## start Document section

Incorporating the Costs and Benefits of Adaptation Measures in Preparation for Extreme Weather Events and Climate Change (NCHRP Report 938)

This guidebook, Incorporating the Costs and Benefits of Adaptation Measures in Preparation for Extreme Weather Events and Climate Change (Guidebook), provides a comprehensive resource to help transportation agencies incorporate cost-benefit analysis (CBA) into planning processes and decisions regarding needs for adapting to climate change and extreme weather. The Guidebook was published in 2020 and developed through the National Cooperative Highway Research Program, with input from practitioners at state departments of transportation (DOTs).

The Guidebook was developed to help fill a gap in the tools and resources readily available to state DOTs to help them make decisions about how to address climate risks to infrastructure assets. CBA can be a powerful tool to help DOTs evaluate potential adaptation options with a long-term view that considers likely climate change impacts over the lifetime of an asset. However, despite the existence of some tools and resources to help with climate-informed CBA, many state DOTs still experienced barriers to using CBA, such as lack of capacity or time to complete. The Guidebook helps to address these barriers by providing a consolidated resource to help practitioners more readily consider CBA in their decisionmaking processes relating to adaptation options, providing a needed link between the well-established process of assessing vulnerabilities, and adaptation implementation.

## end Document section
## start Input records

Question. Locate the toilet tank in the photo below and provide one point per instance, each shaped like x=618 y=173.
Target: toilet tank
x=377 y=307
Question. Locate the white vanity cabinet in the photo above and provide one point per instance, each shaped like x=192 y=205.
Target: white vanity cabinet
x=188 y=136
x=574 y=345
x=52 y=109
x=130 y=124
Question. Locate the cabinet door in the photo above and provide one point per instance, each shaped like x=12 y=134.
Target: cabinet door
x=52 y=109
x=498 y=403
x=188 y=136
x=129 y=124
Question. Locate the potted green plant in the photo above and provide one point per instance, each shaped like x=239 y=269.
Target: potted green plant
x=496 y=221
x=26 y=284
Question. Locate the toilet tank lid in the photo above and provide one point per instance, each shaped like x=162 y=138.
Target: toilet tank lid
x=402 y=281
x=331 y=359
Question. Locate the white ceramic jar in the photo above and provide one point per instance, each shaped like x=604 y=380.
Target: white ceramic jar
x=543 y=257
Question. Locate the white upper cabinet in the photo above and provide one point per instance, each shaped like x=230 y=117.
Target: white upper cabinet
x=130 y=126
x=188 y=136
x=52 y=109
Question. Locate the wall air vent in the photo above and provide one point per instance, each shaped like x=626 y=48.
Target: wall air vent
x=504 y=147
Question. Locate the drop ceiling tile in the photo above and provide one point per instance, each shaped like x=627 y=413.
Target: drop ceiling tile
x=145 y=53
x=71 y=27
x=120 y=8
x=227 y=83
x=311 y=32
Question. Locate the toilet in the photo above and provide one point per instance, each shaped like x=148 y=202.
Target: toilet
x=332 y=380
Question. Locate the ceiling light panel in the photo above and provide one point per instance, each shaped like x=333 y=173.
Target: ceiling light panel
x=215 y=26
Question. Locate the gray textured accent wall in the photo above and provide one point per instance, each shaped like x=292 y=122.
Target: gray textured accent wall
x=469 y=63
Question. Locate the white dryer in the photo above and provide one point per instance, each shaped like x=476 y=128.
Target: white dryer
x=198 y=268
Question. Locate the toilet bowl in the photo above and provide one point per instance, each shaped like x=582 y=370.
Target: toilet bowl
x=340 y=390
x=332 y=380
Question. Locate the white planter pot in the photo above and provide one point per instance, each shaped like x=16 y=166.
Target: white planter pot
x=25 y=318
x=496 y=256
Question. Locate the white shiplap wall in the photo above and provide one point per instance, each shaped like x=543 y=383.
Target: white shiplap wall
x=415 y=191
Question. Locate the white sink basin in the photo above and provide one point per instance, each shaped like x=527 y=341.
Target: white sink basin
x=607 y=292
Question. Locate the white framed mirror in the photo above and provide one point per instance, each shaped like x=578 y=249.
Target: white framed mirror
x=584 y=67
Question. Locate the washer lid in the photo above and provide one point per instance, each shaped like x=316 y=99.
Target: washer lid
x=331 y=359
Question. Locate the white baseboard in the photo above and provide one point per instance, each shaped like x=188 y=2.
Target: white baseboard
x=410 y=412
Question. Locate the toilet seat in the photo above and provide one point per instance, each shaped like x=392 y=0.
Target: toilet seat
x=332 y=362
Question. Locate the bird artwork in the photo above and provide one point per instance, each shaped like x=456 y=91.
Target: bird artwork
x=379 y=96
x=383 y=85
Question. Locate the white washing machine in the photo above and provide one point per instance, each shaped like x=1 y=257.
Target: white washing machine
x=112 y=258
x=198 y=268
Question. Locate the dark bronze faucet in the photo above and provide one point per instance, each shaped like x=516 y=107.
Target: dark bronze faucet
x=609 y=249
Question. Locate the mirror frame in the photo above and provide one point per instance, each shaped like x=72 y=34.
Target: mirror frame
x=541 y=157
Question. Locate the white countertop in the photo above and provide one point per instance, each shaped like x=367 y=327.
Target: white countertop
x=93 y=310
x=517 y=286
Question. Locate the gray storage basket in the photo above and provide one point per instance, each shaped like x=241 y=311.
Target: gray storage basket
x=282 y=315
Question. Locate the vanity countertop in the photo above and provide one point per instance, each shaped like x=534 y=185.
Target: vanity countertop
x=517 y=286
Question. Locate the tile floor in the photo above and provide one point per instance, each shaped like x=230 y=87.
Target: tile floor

## end Input records
## start Input records

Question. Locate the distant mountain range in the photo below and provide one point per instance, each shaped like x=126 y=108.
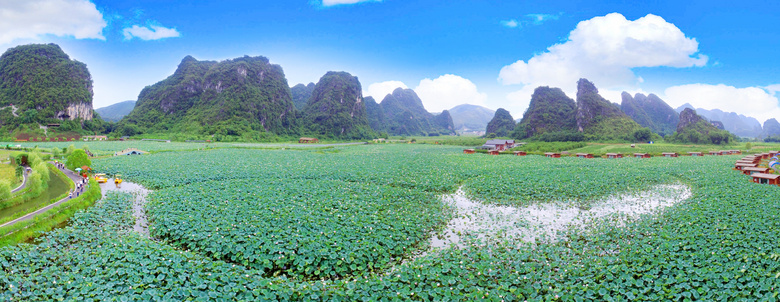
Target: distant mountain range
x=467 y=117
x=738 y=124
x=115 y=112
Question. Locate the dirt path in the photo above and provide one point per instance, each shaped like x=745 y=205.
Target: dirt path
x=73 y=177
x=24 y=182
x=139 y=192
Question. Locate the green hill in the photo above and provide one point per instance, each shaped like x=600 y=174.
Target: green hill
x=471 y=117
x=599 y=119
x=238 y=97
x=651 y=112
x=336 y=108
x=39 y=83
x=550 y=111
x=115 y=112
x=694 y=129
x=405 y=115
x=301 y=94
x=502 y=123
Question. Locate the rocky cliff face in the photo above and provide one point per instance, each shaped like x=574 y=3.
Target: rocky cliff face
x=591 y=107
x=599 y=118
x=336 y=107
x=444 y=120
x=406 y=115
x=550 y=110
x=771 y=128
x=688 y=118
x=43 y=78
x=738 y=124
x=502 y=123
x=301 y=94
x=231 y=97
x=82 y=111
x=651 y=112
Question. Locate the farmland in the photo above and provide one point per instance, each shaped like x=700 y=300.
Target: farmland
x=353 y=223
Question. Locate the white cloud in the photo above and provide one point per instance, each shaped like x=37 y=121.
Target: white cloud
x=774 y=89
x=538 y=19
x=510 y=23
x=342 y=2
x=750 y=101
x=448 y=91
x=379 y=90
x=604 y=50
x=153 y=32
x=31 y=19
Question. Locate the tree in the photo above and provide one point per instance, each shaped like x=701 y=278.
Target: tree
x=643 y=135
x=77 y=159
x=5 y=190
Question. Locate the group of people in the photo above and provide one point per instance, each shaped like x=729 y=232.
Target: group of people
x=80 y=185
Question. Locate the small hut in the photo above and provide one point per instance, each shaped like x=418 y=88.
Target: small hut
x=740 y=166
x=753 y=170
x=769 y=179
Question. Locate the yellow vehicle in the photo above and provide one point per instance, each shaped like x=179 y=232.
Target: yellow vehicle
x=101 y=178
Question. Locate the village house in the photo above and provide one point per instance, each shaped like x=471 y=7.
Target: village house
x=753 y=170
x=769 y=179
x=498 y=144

## end Input records

Objectives:
(1) Decide whether each statement agrees with the guidebook description, answering yes or no and quoting the words that decide it: (a) The Guidebook came out in 2020. (b) The Guidebook was put together by one federal agency working alone. (c) Many state DOTs found nothing standing in the way of using CBA.
(2) Copy the records from the line containing "Question. Locate the toilet tank in" down to the line containing "x=504 y=147", keeping the requests as they are. Multiply every coordinate in the answers by 1.85 and round to whole numbers, with halves rounded up, and give only those lines.
The guidebook text and the records have nothing to do with each other.

Expected outputs:
(1)
(a) Yes: "The Guidebook was published in 2020"
(b) No: "developed through the National Cooperative Highway Research Program, with input from practitioners at state departments of transportation (DOTs)"
(c) No: "many state DOTs still experienced barriers to using CBA, such as lack of capacity or time to complete"

(2)
Question. Locate the toilet tank in the photo below and provide one point per instance, each shaped like x=618 y=173.
Target: toilet tank
x=697 y=568
Question. Locate the white vanity cabinet in the photo above and provide one point per instance, each shaped like x=192 y=205.
Target: white vanity cabinet
x=348 y=252
x=1062 y=638
x=96 y=202
x=241 y=229
Question. Locate the cabinet door in the photo above and provide one point per instance, each shaped like x=12 y=134.
Target: cabinet door
x=96 y=202
x=921 y=746
x=348 y=252
x=239 y=229
Question. Locate the potted green plant in the photo above and provide one point per instance, each shaped like x=239 y=269.
Target: potted green plant
x=918 y=409
x=48 y=525
Question. Locate the toilet tank lid in the photo above and provide one point per instance, each shaped like x=162 y=138.
Target: toilet tank lid
x=744 y=520
x=612 y=664
Question. Locate the white ceramic jar in the photo above and provide one point per instance, each shaped like x=604 y=380.
Target: white ceramic jar
x=1005 y=475
Question. Locate the white upper cabinet in the photo above and provide one point per instance, each shaped like x=230 y=117.
Target: white upper cabinet
x=241 y=233
x=348 y=252
x=96 y=202
Question. Locate the wall air vent in the photo above and provide one point per instance, each shaped like x=626 y=48.
Target: wall air vent
x=932 y=272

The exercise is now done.